— Objective 1 —
From the OPA policy excerpt, list in order each editor setting or fallback editor that the Bash script turns to when it opens an editor.
— Objective 2 —
Please transcribe the OPA policy excerpt word for word, starting with "Retesting frontend-2 with" and going on through "Notepad for Windows.".

— Excerpted text —
>> start

On the other hand, following the same steps we can confirm that a request that does not satisfy the policy prevents the associated data from being displayed. In this case the frontend-2 service is not able to talk to the backend service because its SPIFFE ID does not satisfy the policy for the OPA Agent. As a result, when you connect to the URL for the frontend-2 service (e.g. http://35.222.190.182:3002), the browser only displays the title without any account details.

Frontend-2-no-details

After trying to display the frontend-2 data, you can verify the decision made by OPA using the same scripts/backend-opa-logs.sh script as performed in the previous section. A similar log entry is available for the frontend-2 service but with the result equal to false due to the SPIFFE ID mismatch.

Retesting frontend-2 with a New Policy

Let’s update the Rego policy to match the SPIFFE ID of the frontend-2 and test again. There is a Bash script that we can leverage to complete this task. Once executed, it will open the editor defined by your KUBE_EDITOR, or EDITOR environment variables, or fall back to vi for Linux or Notepad for Windows.

>> end

— Given information —

>> start

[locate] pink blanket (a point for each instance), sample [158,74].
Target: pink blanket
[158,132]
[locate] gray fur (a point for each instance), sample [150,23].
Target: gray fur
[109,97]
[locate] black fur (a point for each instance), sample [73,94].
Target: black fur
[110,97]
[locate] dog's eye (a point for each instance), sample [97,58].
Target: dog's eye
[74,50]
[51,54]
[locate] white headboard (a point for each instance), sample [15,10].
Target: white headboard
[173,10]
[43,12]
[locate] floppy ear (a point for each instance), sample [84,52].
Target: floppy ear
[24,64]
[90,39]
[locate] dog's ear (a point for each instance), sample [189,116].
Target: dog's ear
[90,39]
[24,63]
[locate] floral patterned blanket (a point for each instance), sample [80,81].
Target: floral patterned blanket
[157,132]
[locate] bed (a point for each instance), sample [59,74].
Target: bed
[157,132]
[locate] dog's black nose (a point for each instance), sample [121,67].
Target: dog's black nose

>> end
>> start

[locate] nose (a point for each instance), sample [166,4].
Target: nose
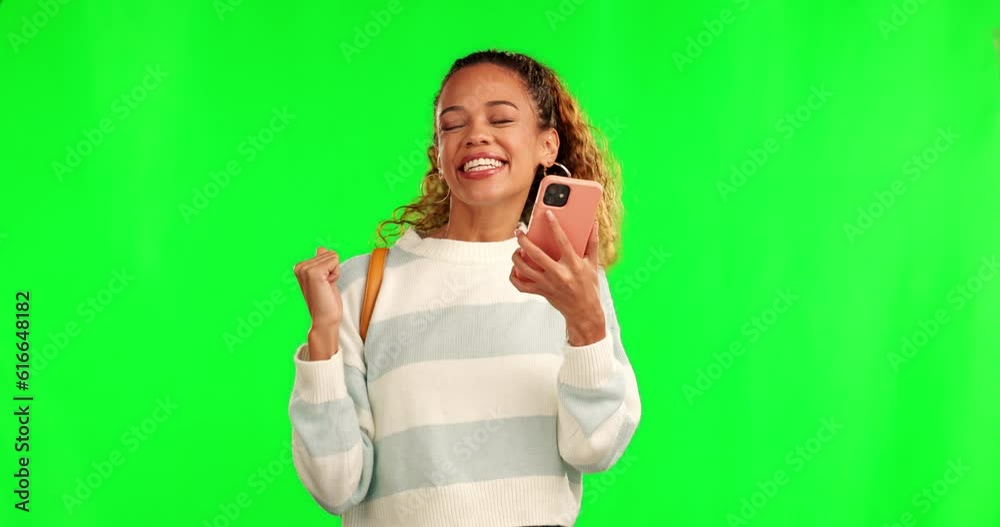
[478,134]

>> end

— Full output 1 —
1. The KUBE_EDITOR environment variable
2. The EDITOR environment variable
3. vi (fallback for Linux)
4. Notepad (fallback for Windows)

— Full output 2 —
Retesting frontend-2 with a New Policy

Let’s update the Rego policy to match the SPIFFE ID of the frontend-2 and test again. There is a Bash script that we can leverage to complete this task. Once executed, it will open the editor defined by your KUBE_EDITOR, or EDITOR environment variables, or fall back to vi for Linux or Notepad for Windows.